Work to complete –
In the forum thread below about running llama.cpp, reproduce word for word the passage that opens with the words "Yeah, I’ve already" and closes with "13 cores unfortunately.".

Given text –
* START *

Have a repo anywhere?

MacsHeadroom · on April 3, 2023

It's just the same llama.cpp repo everyone else is using. You just git clone it to your android phone in termux and then run make and you're done. https://github.com/ggerganov/llama.cpp

Assuming you have the model file downloaded (you can use wget to download it) these are the instructions to install and run:

pkg install git

pkg install cmake

pkg install build-essential

git clone https://github.com/ggerganov/llama.cpp

cd llama.cpp

make -j

./main

bugglebeetle · on April 3, 2023

Yeah, I’ve already been running llama.cpp locally, but not found it to perform at the level attested in the comment (30B model as a chat bot on commodity hardware). 13B runs okay, but inference appears generally too slow on to do anything useful on my MacBook. I wondered what you might be doing to get usable performance in that context.

MacsHeadroom · on April 4, 2023

You can change the number of threads llama.cpp uses with the -t argument. By default it only uses 4. For example, if your CPU has 16 physical cores then you can run ./main -m model.bin -t 16

16 cores would be about 4x faster than the default 4 cores. Eventually you hit memory bottlenecks. So 32 cores is not twice as fast as 13 cores unfortunately.

bugglebeetle · on April 4, 2023

Thanks! Will test that out!

* END *

Data shown –
* START *

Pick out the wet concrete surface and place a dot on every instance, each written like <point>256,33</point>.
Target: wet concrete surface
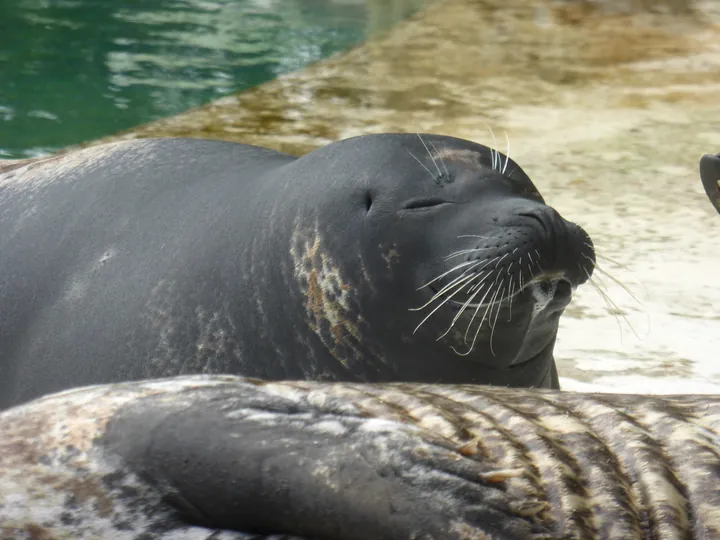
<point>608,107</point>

* END *
* START *

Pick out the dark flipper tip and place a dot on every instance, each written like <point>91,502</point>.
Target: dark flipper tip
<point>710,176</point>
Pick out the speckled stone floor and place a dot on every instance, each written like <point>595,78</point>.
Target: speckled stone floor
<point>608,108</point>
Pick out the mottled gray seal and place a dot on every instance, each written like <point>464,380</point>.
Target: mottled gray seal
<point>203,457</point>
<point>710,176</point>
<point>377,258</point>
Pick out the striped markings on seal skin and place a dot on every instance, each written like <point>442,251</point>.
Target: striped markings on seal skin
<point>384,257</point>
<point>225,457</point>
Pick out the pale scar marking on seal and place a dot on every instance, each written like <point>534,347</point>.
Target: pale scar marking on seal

* END *

Task output –
Yeah, I’ve already been running llama.cpp locally, but not found it to perform at the level attested in the comment (30B model as a chat bot on commodity hardware). 13B runs okay, but inference appears generally too slow on to do anything useful on my MacBook. I wondered what you might be doing to get usable performance in that context.

MacsHeadroom · on April 4, 2023

You can change the number of threads llama.cpp uses with the -t argument. By default it only uses 4. For example, if your CPU has 16 physical cores then you can run ./main -m model.bin -t 16

16 cores would be about 4x faster than the default 4 cores. Eventually you hit memory bottlenecks. So 32 cores is not twice as fast as 13 cores unfortunately.